WORK TO BE COMPLETED » An exact reproduction of all the entries is the expected answer.

PROVIDED INFORMATION below:

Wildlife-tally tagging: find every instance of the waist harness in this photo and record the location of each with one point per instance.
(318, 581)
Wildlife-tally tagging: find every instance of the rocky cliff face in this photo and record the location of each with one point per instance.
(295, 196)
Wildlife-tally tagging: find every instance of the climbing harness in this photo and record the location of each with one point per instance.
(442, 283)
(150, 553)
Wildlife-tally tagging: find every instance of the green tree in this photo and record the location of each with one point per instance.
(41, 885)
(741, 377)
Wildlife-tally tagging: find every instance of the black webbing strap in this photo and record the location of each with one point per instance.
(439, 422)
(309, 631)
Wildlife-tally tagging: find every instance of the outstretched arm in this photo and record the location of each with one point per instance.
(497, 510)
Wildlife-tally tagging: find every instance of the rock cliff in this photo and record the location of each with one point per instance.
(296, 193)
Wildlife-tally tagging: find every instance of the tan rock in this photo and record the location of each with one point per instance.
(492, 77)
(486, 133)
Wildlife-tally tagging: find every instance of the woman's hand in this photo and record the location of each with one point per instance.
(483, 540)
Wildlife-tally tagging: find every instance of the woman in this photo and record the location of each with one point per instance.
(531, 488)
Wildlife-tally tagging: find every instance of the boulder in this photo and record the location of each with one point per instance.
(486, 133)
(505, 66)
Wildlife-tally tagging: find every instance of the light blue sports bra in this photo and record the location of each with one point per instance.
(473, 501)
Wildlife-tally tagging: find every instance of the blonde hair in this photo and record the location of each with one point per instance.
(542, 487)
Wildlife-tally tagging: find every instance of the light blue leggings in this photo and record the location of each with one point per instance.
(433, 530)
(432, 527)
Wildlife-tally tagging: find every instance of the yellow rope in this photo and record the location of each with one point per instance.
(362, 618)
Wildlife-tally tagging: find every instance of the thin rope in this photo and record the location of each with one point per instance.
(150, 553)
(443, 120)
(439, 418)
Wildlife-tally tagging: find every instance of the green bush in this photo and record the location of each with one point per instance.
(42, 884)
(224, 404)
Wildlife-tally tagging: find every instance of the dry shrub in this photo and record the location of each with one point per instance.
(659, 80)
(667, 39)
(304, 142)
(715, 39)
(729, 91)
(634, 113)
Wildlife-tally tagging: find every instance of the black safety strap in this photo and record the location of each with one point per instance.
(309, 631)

End of PROVIDED INFORMATION.

RESPONSE »
Wildlife-tally tagging: find every instance of the waist harness in this photo and record the location of each with one point per instance.
(318, 581)
Wildlife-tally tagging: find every instance of the rocky cliff face in this photo and record the location of each with one point per instance.
(295, 196)
Wildlife-tally tagging: find every instance of the climbing harness in this photo and record the location of each with one point per instance.
(442, 283)
(150, 553)
Wildlife-tally tagging: find every instance of the green tree in this photo and record the location of each with one point per instance.
(41, 885)
(741, 377)
Wildlife-tally tagging: find every instance of the black webbing strap in this photo and record the location of each with one point per instance.
(439, 422)
(309, 631)
Wildlife-tally tagging: find every instance of the outstretched arm in this photo and record the location of each with one point per instance.
(497, 510)
Wildlife-tally tagging: find every instance of the rock cliff in this photo and record the location of each with one point per instance.
(296, 193)
Wildlife-tally tagging: find every instance of the tan rock in this photo and record the location of each with one point per instance.
(492, 77)
(486, 133)
Wildlife-tally tagging: find every instance of the woman's hand in this photo and record the location of each with one point per instance.
(483, 540)
Wildlife-tally tagging: find every instance of the woman in this photo and record the location of each with one point per instance.
(531, 488)
Wildlife-tally tagging: find every instance of the boulder in this photo and record the location of each with one point per instance.
(486, 133)
(505, 66)
Wildlife-tally tagging: find every instance of the light blue sports bra in this photo and record the location of each with one point per instance.
(473, 501)
Wildlife-tally tagging: find every instance of the blonde hair in this photo and record the location of each with one point per instance.
(542, 487)
Wildlife-tally tagging: find every instance of the light blue leggings in this photo and record the location of each with one point per instance.
(433, 530)
(432, 527)
Wildlife-tally tagging: find every instance of the yellow rope in this photo and record the location of each with one point per instance.
(362, 618)
Wildlife-tally tagging: find every instance of the thin rope in this photo and record the location of each with one point per instance.
(150, 553)
(443, 120)
(439, 418)
Wildlife-tally tagging: find every instance of the green bush in this photo and record the location of each with one point per instance.
(42, 884)
(224, 404)
Wildlife-tally tagging: find every instance of the dry shrub in this photo and record the location of each with one point per instance.
(659, 80)
(667, 39)
(304, 142)
(715, 39)
(729, 91)
(634, 113)
Wildlife-tally tagging: find every instance of the black safety strap in this photo and record the location of each with one point per instance.
(309, 631)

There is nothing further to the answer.